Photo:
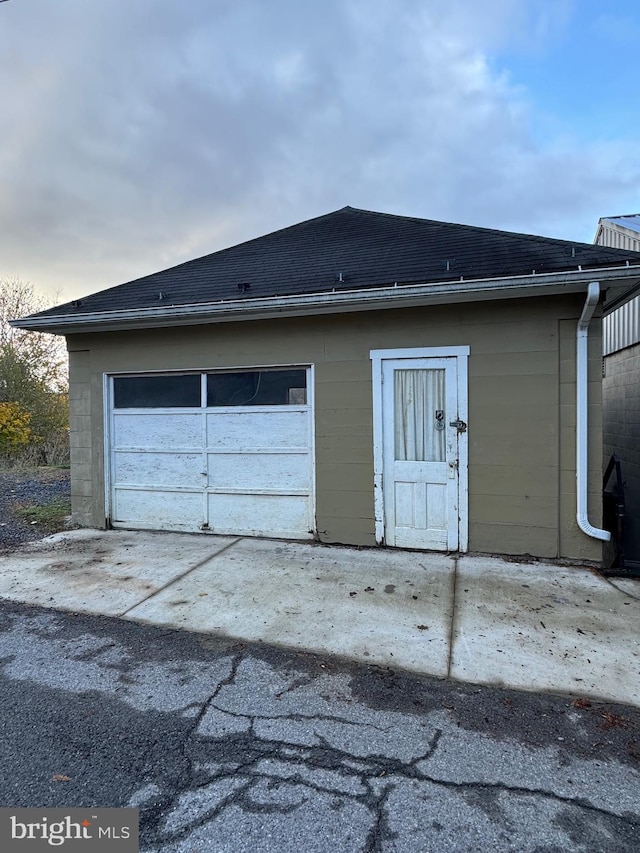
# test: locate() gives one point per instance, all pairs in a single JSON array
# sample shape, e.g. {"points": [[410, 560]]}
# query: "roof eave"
...
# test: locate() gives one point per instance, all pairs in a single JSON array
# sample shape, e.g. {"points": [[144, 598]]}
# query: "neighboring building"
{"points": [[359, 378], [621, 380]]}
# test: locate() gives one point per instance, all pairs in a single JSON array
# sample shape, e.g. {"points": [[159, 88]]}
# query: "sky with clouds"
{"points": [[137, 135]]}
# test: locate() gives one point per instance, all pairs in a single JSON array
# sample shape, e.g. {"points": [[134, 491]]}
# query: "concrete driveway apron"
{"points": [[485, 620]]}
* * *
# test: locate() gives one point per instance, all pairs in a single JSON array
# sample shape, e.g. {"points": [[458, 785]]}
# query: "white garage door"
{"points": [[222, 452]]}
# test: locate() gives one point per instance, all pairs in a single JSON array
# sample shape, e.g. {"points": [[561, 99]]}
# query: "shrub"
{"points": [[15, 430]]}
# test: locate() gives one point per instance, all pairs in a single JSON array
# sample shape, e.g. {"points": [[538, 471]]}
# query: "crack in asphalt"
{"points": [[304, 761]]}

THE EXERCISE:
Return each line above that contains the string "sample", copying every such line in full. Case counts when matching.

EXERCISE RESPONSE:
# sample shape, e.g. {"points": [[410, 560]]}
# sample shape, e.g. {"points": [[144, 598]]}
# sample shape, e.g. {"points": [[159, 88]]}
# sample shape, e.g. {"points": [[134, 491]]}
# sample shape, e.g. {"points": [[458, 785]]}
# sample shape, e.g. {"points": [[561, 99]]}
# sample shape, e.g. {"points": [[538, 471]]}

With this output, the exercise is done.